§ **WHAT IS REQUIRED**: The answer must be every record below, repeated exactly.

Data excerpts

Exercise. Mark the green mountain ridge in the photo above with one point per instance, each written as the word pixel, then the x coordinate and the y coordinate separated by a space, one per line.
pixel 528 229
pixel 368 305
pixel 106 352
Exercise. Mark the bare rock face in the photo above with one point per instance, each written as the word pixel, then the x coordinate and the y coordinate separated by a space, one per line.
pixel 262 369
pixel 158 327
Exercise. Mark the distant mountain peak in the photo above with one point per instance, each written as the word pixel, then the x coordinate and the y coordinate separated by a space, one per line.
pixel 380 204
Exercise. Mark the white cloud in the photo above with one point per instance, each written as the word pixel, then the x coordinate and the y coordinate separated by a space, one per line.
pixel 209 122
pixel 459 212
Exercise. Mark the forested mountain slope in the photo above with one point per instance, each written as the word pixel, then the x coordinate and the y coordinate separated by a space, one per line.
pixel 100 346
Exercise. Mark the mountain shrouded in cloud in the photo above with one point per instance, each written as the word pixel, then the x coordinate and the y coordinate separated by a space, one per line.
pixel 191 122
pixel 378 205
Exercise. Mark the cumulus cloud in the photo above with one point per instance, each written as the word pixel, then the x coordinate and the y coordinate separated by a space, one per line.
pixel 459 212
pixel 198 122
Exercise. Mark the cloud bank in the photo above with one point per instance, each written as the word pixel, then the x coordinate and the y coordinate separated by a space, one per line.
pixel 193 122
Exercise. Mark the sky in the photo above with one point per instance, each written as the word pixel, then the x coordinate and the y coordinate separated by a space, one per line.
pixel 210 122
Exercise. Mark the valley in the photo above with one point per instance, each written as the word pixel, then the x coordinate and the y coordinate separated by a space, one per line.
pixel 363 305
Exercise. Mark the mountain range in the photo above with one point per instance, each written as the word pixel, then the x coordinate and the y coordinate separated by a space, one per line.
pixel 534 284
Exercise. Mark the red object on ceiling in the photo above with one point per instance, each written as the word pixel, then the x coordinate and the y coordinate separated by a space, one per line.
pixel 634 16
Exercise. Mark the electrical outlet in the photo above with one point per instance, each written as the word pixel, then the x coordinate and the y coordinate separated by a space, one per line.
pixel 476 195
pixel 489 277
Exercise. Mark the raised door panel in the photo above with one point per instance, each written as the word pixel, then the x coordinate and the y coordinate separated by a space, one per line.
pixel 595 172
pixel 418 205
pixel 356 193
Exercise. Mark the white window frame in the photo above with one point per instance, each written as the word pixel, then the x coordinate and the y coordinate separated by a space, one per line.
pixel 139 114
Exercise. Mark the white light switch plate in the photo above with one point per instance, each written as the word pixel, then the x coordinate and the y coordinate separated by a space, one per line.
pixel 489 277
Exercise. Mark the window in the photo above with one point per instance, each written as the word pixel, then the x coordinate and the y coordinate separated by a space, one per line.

§ **FINAL ANSWER**:
Exercise. Mark the green mountain ridge in the photo above with one point per instance, each written as the word pixel, then the x coordinate and the y coordinate separated by a space, one per line.
pixel 528 229
pixel 368 305
pixel 106 352
Exercise. Mark the bare rock face in the photo above with one point per instance, each written as the word pixel, then the x coordinate and the y coordinate separated by a space, one per line.
pixel 262 369
pixel 158 327
Exercise. Mark the distant mountain peak in the photo above with one point per instance, each written as the word pixel, then the x coordinate and the y coordinate separated by a space, one per line.
pixel 380 204
Exercise. Mark the white cloud in the photo above with one point per instance, each written as the word pixel, then the x coordinate and the y coordinate separated by a space, one per line.
pixel 209 122
pixel 459 212
Exercise. Mark the forested mountain slope in the photo above with one point per instance, each written as the word pixel, then the x coordinate and the y coordinate separated by a space, one per line.
pixel 100 346
Exercise. Mark the mountain shrouded in cloud in the photo above with one point per instance, each written as the word pixel, then the x coordinate and the y coordinate separated by a space, one per line.
pixel 191 122
pixel 378 205
Exercise. Mark the cumulus cloud in the photo above with one point per instance, each written as the word pixel, then the x coordinate and the y coordinate separated by a space, one per line.
pixel 459 212
pixel 198 122
Exercise. Mark the cloud bank in the photo above with one point per instance, each written as the word pixel, then the x coordinate and the y coordinate separated by a space, one per line.
pixel 193 122
Exercise. Mark the sky in the photo above with one point per instance, each written as the word pixel, then the x coordinate and the y coordinate separated by a space, one per line.
pixel 210 122
Exercise. Mark the valley in the photo above with one point per instance, each written as the word pixel, then the x coordinate and the y coordinate separated by a space, one per line.
pixel 363 305
Exercise. Mark the mountain range in the photo above with one point per instance, each written as the word pixel, then the x coordinate and the y coordinate separated by a space, one per line.
pixel 534 284
Exercise. Mark the red object on ceiling in the photo above with one point per instance, each written as the word pixel, then the x coordinate and the y coordinate separated by a space, one per line.
pixel 634 16
Exercise. Mark the electrical outlet in the photo above with one point per instance, each written as the word pixel, then the x coordinate and the y coordinate separated by a space, one per line.
pixel 476 195
pixel 489 277
Exercise. Mark the raised door panel in the photo above with one point per instance, each written as the word pixel, then the x coordinate and the y coordinate separated by a space, one per line.
pixel 595 172
pixel 418 205
pixel 356 193
Exercise. Mark the white window frame in the photo above with one point per instance, each written as the word pixel, then the x coordinate and the y coordinate separated by a space, one per line.
pixel 139 114
Exercise. Mark the white light switch plate in the photo above with one point per instance, each written as the word pixel, then the x coordinate and the y coordinate separated by a space, one per line.
pixel 489 277
Exercise. Mark the window in the photo above with one point per instance, each written as the word pixel, then the x coordinate and the y coordinate separated by a space, one per line.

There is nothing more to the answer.